Show each line of the data below that contains the string "building".

Start Records shown

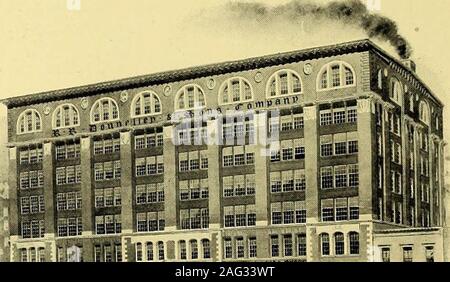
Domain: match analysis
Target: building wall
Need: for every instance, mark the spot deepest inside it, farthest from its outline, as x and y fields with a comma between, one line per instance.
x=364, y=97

End Records shown
Start Records shown

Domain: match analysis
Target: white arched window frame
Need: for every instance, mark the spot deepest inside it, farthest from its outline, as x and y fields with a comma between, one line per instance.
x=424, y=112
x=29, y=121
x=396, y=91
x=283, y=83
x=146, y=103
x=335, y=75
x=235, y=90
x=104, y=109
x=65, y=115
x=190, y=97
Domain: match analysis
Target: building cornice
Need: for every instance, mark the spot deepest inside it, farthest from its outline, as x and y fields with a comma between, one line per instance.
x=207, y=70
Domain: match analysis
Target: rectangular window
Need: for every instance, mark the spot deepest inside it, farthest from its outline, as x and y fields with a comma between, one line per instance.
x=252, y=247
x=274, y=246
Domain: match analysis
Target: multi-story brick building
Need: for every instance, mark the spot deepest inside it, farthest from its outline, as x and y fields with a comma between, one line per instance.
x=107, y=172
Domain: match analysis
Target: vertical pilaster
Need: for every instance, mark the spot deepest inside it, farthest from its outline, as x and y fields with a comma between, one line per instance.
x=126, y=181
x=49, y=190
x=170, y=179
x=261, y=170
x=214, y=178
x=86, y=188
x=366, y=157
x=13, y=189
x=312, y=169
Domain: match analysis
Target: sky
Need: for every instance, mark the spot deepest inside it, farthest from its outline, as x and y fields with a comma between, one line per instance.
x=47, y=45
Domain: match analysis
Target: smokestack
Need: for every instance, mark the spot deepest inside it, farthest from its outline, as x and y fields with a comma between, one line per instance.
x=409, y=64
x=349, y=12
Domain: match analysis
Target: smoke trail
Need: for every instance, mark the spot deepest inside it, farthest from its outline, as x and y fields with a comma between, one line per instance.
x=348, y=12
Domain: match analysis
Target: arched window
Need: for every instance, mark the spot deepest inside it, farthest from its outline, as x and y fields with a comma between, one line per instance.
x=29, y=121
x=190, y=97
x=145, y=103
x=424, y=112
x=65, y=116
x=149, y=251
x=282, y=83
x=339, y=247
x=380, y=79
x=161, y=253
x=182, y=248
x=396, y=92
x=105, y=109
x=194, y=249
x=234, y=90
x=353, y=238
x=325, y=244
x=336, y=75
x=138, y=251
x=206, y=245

End Records shown

▶ **Answer to the task**:
Target: building wall
Target: building cornice
Target: multi-story brick building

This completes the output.